STATED GOAL A:
In the Michael Keane biography, how many goals did Keane score while on loan at Grimsby Town?
STATED GOAL B:
List every football club named in the Michael Keane biography.

Michael Thomas Joseph Keane (born 29 December 1982) is an Irish former professional footballer who played on the left side of midfield. He played as a professional from 2000 until 2008, turning out for Preston North End, Grimsby Town, Hull City and Rotherham United before ending his career when he was released by League of Ireland Premier Division team St Patrick's Athletic in 2008.

Playing career

Preston North End
Keane was born  in Dublin. He started his career in 2000 at Preston North End, he was part of a decent youth team under David Moyes that helped strengthen the club's position in the First Division. Keane came to prominence in the 2001–02 season where he played alongside Jon Macken. After twice breaking his foot, and only making one start during the 2002–03 season, he was made available for loan and joined fellow First Division side Grimsby Town on the transfer deadline day in March 2003. He joined The Mariners with the hope of saving them from relegation. Despite playing well, and scoring two goals, Grimsby were relegated. Despite interest from Grimsby in signing Keane on a permanent basis, he returned to Deepdale following the end of the season and returned to first team action for Preston.

GIVEN INFORMATION:
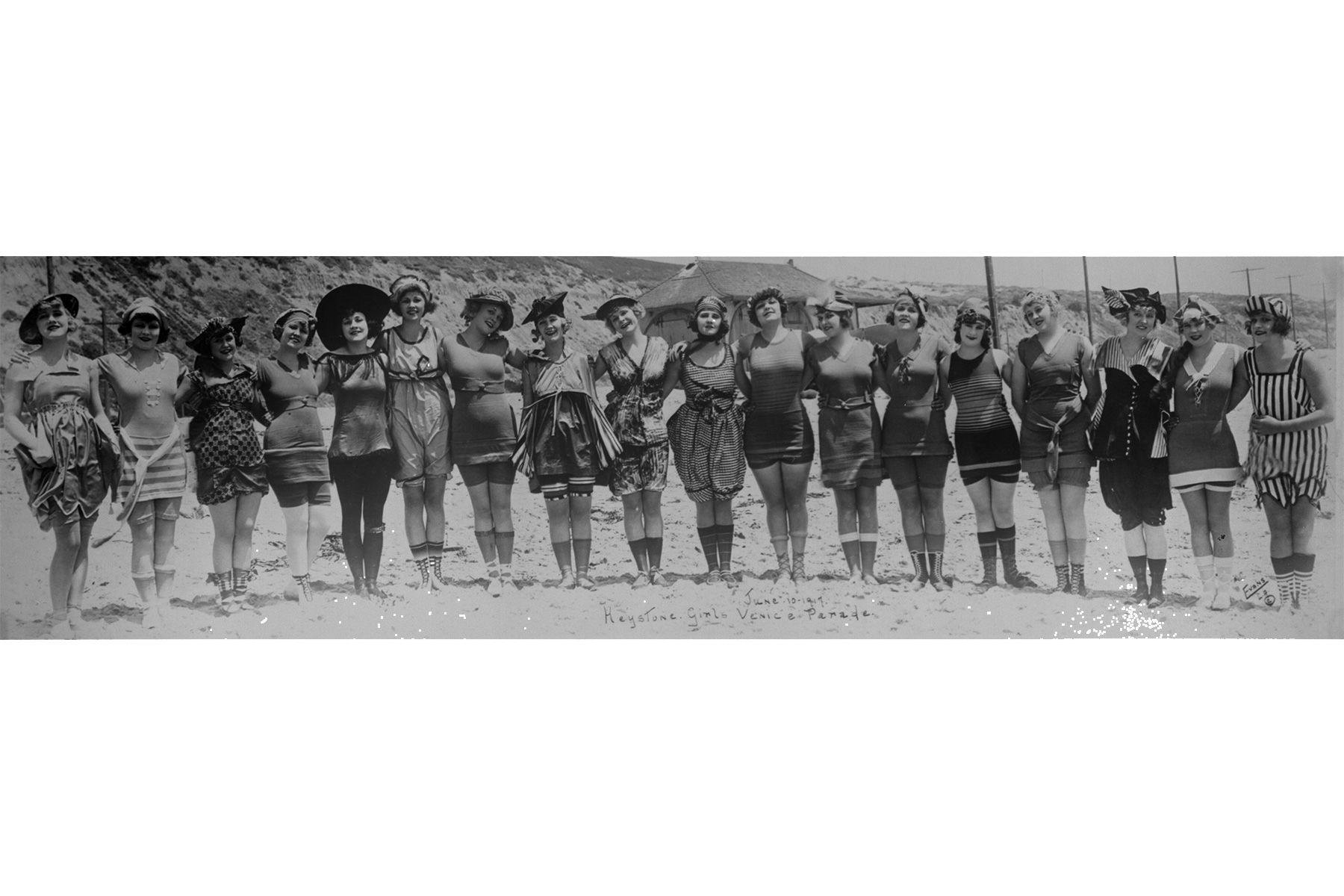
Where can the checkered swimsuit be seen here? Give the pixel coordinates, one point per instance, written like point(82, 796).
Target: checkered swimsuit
point(1287, 465)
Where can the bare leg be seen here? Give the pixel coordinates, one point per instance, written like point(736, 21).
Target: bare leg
point(633, 512)
point(1001, 503)
point(296, 539)
point(847, 523)
point(80, 573)
point(435, 487)
point(245, 521)
point(143, 554)
point(223, 517)
point(413, 494)
point(319, 524)
point(866, 499)
point(62, 567)
point(771, 480)
point(1051, 508)
point(796, 505)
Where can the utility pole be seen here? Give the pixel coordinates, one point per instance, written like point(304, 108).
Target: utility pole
point(1088, 300)
point(994, 307)
point(1290, 314)
point(1248, 272)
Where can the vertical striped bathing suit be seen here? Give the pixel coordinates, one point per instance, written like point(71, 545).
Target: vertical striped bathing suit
point(986, 437)
point(1287, 465)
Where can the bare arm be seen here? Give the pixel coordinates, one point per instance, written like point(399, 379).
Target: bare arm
point(13, 402)
point(671, 381)
point(880, 370)
point(1241, 381)
point(100, 413)
point(1018, 383)
point(741, 374)
point(1323, 394)
point(1090, 378)
point(598, 367)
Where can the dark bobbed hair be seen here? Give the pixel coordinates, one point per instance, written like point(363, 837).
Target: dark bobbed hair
point(124, 327)
point(769, 292)
point(640, 314)
point(920, 320)
point(1281, 326)
point(430, 302)
point(846, 317)
point(537, 327)
point(987, 337)
point(376, 328)
point(280, 327)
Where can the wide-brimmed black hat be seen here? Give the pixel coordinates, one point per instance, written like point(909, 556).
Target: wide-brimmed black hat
point(144, 308)
point(213, 328)
point(497, 296)
point(1121, 301)
point(620, 300)
point(546, 307)
point(370, 301)
point(28, 326)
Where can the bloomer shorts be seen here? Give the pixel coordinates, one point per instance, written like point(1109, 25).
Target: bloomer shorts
point(297, 494)
point(925, 470)
point(1007, 473)
point(557, 487)
point(1068, 476)
point(155, 508)
point(495, 473)
point(640, 469)
point(420, 454)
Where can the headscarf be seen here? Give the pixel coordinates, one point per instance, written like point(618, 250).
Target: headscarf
point(1206, 311)
point(1121, 301)
point(972, 312)
point(1266, 305)
point(28, 326)
point(289, 312)
point(144, 307)
point(213, 328)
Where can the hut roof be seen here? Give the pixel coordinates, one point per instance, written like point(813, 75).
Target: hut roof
point(739, 281)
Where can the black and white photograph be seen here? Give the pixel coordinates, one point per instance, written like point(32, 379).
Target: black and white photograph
point(671, 449)
point(662, 448)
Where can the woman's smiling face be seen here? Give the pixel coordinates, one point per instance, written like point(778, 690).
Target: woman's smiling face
point(1142, 320)
point(972, 334)
point(1038, 314)
point(293, 332)
point(411, 304)
point(144, 331)
point(551, 328)
point(355, 328)
point(623, 320)
point(490, 319)
point(1195, 328)
point(53, 320)
point(905, 314)
point(223, 347)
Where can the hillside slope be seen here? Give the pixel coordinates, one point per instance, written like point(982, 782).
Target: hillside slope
point(193, 289)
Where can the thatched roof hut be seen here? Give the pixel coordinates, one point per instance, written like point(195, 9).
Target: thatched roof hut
point(670, 302)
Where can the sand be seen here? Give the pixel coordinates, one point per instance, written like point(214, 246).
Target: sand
point(827, 606)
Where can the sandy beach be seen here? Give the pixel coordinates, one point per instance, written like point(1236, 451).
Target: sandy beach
point(827, 606)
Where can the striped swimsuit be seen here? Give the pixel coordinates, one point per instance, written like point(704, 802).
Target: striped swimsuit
point(986, 437)
point(1287, 465)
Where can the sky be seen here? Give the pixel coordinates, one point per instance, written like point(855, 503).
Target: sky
point(1207, 274)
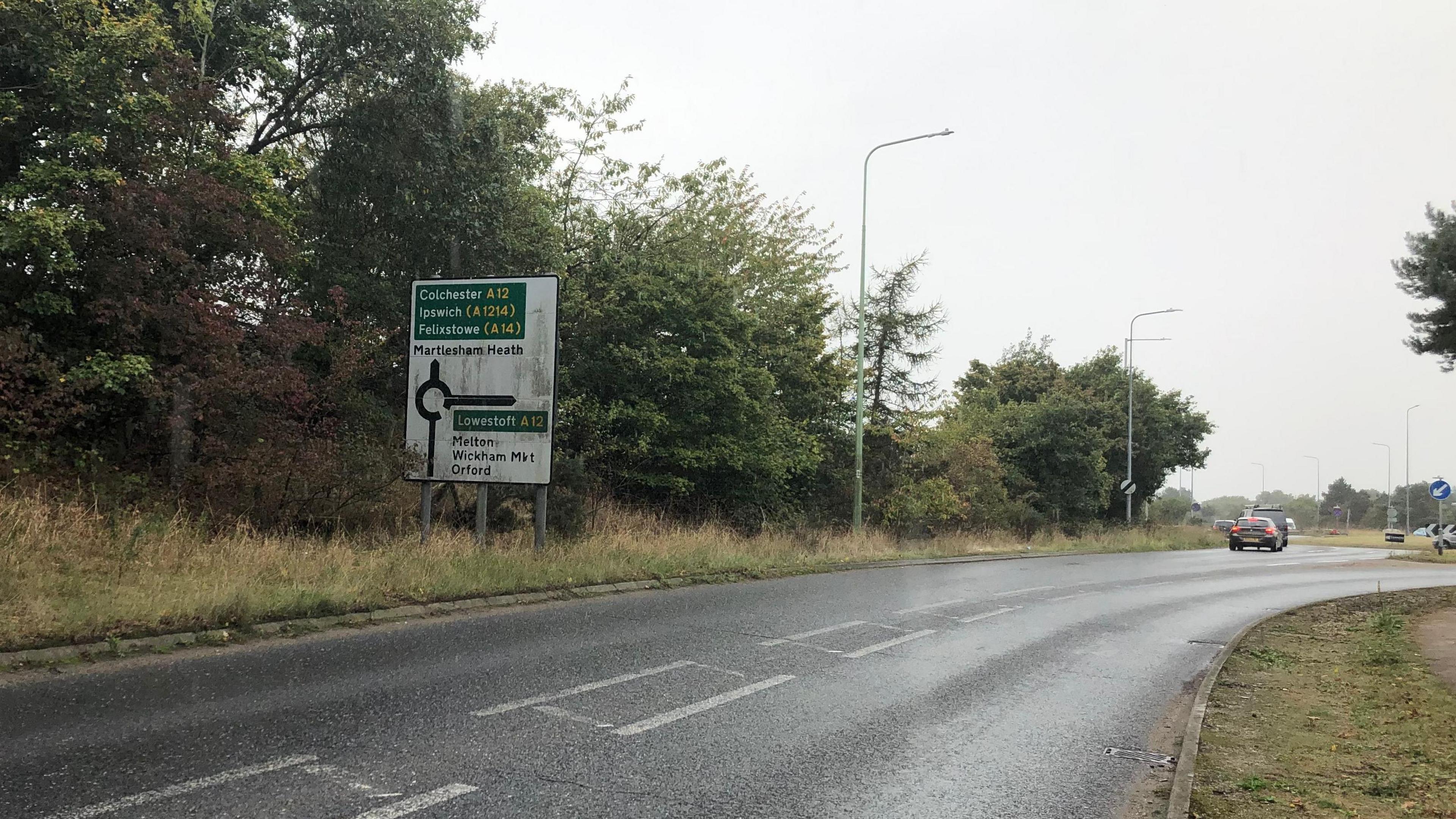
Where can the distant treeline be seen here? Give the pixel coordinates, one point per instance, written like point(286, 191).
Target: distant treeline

FULL ANSWER A:
Two goals.

FULL ANSWER B:
Preston North End, Grimsby Town, Hull City, Rotherham United, St Patrick's Athletic